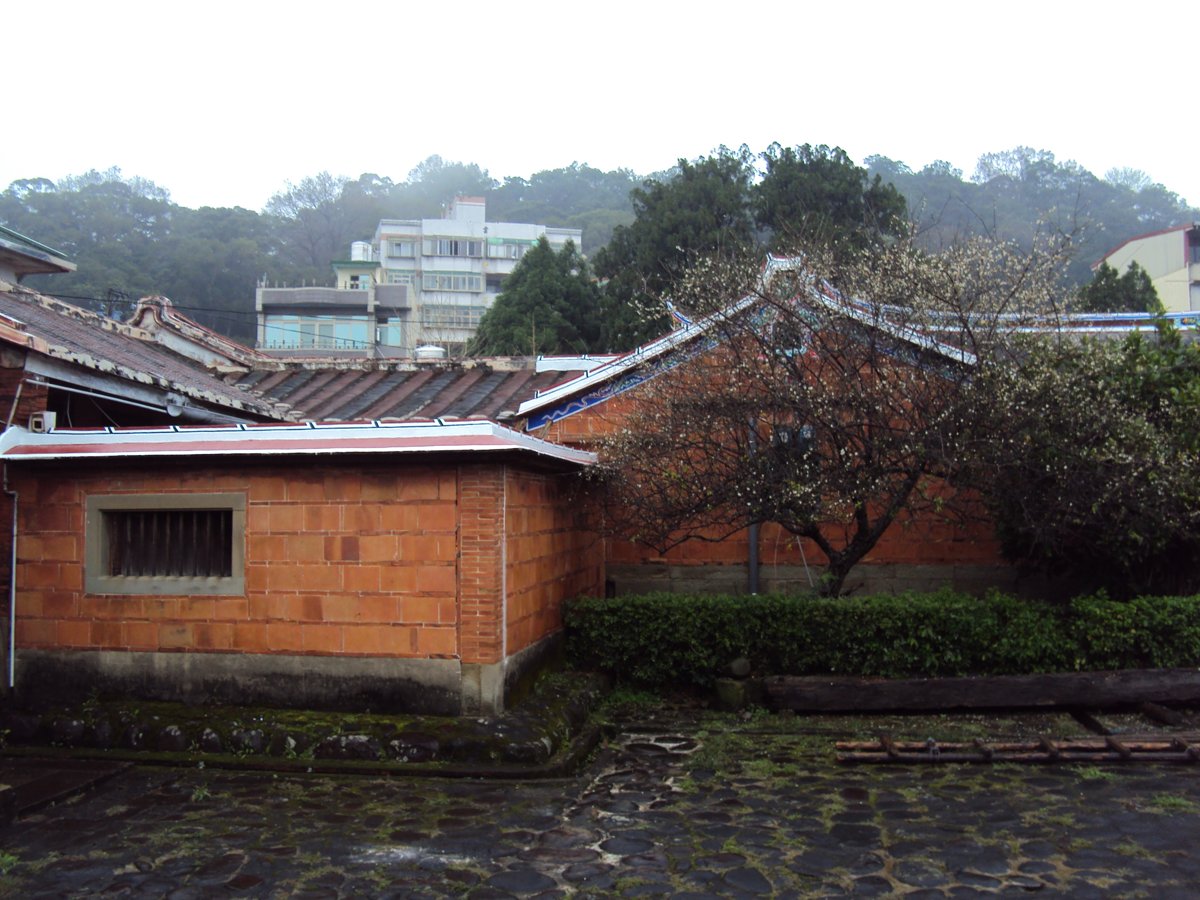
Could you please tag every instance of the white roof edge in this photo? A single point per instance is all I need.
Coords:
(372, 437)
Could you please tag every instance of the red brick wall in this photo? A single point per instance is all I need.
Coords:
(31, 399)
(553, 552)
(481, 574)
(340, 559)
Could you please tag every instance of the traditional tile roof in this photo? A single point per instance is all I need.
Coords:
(346, 390)
(76, 336)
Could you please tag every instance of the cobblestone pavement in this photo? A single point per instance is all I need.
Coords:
(689, 804)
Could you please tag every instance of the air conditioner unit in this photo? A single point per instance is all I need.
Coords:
(42, 423)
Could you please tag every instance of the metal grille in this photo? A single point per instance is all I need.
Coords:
(169, 543)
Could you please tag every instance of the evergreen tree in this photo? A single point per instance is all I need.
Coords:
(1109, 292)
(550, 304)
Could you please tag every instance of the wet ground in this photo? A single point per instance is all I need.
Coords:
(679, 802)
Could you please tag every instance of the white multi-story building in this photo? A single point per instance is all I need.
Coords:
(423, 282)
(1171, 259)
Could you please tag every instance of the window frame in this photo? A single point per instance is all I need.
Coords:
(96, 544)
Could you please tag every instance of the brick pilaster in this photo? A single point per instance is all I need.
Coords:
(481, 563)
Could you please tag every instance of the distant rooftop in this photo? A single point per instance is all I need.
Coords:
(21, 256)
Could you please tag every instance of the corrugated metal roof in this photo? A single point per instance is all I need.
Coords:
(399, 390)
(301, 439)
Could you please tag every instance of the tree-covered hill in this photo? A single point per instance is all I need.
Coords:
(130, 239)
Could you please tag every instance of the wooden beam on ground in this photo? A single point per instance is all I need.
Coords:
(1078, 689)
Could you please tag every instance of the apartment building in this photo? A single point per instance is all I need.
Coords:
(1171, 259)
(420, 287)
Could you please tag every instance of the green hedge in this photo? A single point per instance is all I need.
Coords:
(660, 640)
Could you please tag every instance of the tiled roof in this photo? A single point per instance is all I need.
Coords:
(72, 335)
(389, 389)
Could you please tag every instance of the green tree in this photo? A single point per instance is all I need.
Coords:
(550, 304)
(1109, 292)
(819, 195)
(703, 209)
(313, 222)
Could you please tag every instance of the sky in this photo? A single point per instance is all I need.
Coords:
(225, 106)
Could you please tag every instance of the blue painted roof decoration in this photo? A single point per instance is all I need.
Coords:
(695, 336)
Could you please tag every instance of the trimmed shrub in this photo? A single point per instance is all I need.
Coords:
(659, 640)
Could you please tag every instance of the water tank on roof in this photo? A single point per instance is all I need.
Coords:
(429, 352)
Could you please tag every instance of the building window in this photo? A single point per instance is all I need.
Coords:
(508, 250)
(166, 544)
(451, 247)
(447, 316)
(319, 333)
(451, 281)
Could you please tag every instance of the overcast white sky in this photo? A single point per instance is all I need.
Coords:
(223, 102)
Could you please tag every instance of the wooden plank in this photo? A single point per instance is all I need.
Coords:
(1080, 689)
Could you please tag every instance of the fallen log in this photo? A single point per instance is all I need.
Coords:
(1175, 749)
(844, 694)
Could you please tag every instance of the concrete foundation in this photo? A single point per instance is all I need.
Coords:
(436, 687)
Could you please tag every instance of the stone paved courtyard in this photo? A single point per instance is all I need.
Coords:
(682, 803)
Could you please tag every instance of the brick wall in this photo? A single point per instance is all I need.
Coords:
(357, 561)
(15, 407)
(553, 552)
(481, 575)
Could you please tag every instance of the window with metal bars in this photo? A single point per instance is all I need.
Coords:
(166, 544)
(179, 543)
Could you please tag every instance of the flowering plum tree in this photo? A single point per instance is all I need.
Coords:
(1090, 460)
(833, 395)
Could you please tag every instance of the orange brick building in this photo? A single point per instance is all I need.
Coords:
(415, 567)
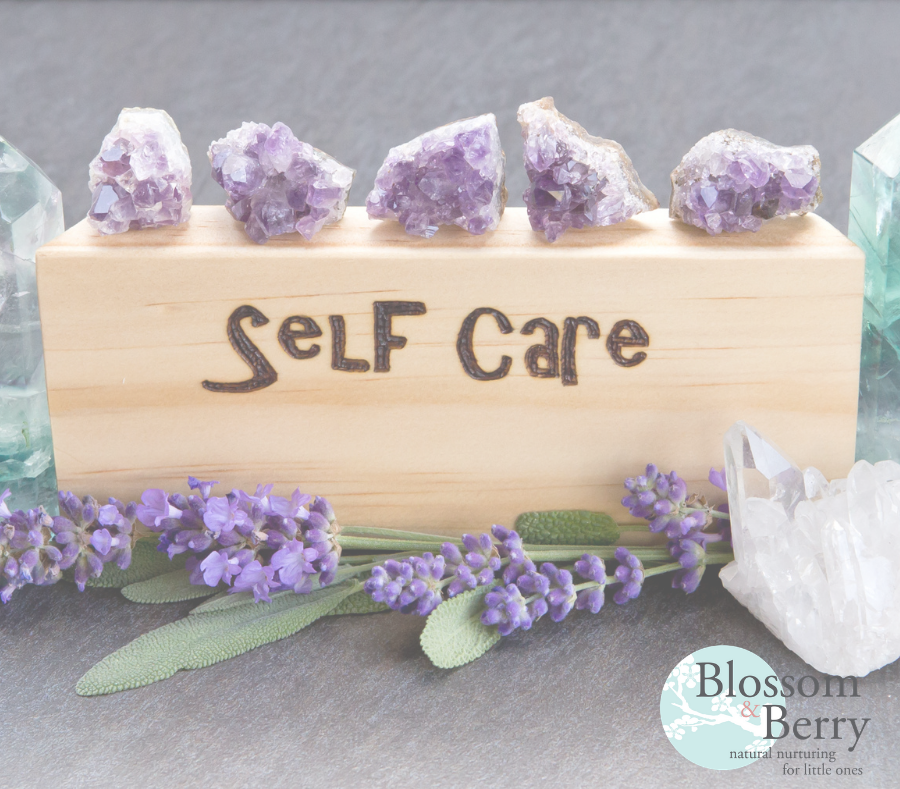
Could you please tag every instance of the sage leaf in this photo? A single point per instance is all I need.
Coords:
(146, 562)
(169, 588)
(454, 635)
(204, 639)
(567, 527)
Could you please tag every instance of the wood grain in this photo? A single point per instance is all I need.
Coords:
(762, 327)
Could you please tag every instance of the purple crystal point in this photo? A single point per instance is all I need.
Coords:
(577, 180)
(142, 175)
(276, 183)
(733, 181)
(452, 175)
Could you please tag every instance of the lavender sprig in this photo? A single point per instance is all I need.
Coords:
(26, 555)
(92, 535)
(257, 542)
(662, 499)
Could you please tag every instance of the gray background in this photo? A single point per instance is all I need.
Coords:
(352, 701)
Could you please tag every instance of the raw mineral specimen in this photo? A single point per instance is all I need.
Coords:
(30, 215)
(733, 181)
(576, 180)
(816, 562)
(875, 228)
(276, 183)
(452, 175)
(142, 175)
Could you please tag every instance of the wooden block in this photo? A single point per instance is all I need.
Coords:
(763, 327)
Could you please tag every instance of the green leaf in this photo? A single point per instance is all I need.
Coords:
(169, 588)
(204, 639)
(146, 562)
(358, 603)
(454, 635)
(567, 527)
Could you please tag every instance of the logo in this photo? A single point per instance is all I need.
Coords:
(717, 706)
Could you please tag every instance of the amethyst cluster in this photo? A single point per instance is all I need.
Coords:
(690, 524)
(260, 543)
(277, 184)
(577, 180)
(733, 181)
(452, 175)
(142, 175)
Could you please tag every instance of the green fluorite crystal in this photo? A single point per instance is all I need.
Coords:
(30, 215)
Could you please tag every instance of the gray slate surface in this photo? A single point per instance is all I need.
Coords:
(352, 701)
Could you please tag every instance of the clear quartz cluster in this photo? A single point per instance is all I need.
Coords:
(30, 215)
(817, 562)
(142, 175)
(276, 183)
(875, 228)
(576, 180)
(452, 175)
(733, 181)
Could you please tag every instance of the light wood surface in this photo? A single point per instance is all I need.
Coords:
(762, 327)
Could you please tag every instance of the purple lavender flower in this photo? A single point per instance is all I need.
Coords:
(257, 579)
(26, 555)
(591, 568)
(661, 499)
(511, 548)
(410, 586)
(630, 573)
(506, 608)
(219, 567)
(294, 547)
(294, 564)
(92, 535)
(475, 568)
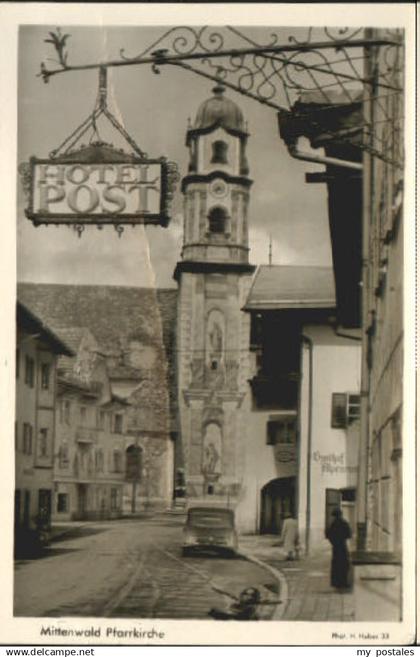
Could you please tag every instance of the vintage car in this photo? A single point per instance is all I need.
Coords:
(210, 529)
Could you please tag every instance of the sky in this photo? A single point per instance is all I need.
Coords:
(154, 110)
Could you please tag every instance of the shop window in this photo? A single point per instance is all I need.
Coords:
(348, 495)
(62, 503)
(219, 154)
(217, 220)
(99, 460)
(26, 508)
(29, 371)
(17, 507)
(345, 409)
(118, 423)
(43, 443)
(117, 461)
(100, 420)
(63, 457)
(83, 414)
(114, 499)
(45, 376)
(66, 411)
(27, 438)
(281, 431)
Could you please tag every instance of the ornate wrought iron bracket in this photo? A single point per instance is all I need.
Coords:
(323, 64)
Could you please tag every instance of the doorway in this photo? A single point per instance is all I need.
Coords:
(277, 499)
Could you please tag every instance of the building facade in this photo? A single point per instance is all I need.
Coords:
(127, 369)
(37, 350)
(89, 467)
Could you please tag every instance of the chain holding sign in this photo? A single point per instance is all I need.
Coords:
(98, 184)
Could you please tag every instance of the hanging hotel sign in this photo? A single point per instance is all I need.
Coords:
(99, 185)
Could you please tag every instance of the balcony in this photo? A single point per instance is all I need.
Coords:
(275, 391)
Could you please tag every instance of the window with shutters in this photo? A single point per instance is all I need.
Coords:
(62, 503)
(45, 376)
(27, 438)
(43, 442)
(345, 409)
(281, 431)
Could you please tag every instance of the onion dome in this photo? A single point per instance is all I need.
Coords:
(219, 111)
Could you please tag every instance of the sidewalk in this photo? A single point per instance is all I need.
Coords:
(308, 595)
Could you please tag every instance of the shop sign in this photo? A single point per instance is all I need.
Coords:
(106, 190)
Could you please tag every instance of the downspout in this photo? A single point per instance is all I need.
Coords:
(367, 209)
(310, 345)
(313, 156)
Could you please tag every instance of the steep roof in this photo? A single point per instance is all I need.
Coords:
(219, 111)
(278, 287)
(73, 337)
(114, 315)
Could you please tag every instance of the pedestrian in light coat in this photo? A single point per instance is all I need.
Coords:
(289, 536)
(338, 533)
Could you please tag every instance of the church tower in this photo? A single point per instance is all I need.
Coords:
(214, 276)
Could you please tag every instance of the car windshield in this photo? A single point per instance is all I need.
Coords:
(204, 518)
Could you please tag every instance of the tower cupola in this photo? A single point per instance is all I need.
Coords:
(216, 188)
(219, 111)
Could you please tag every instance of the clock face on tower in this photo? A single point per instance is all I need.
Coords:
(218, 188)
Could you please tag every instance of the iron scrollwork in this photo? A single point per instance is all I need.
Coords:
(275, 70)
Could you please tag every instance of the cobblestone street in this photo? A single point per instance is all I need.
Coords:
(132, 569)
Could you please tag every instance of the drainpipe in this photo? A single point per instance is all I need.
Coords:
(367, 210)
(313, 156)
(310, 345)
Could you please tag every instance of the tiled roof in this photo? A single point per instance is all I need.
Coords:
(283, 286)
(115, 315)
(27, 318)
(73, 337)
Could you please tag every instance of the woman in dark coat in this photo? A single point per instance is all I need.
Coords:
(337, 534)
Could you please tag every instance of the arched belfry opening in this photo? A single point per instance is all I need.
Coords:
(218, 220)
(219, 152)
(278, 497)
____________________
Required work: The lines to return are those with the string "cobblestone" in them; copy each from the entries above.

Answer to the problem:
Could you please tag every instance of the cobblestone pavement in this photo? A single point per instance is all I need.
Could you please tag every instance of the cobblestone street in this photo? A single point per instance is all I need.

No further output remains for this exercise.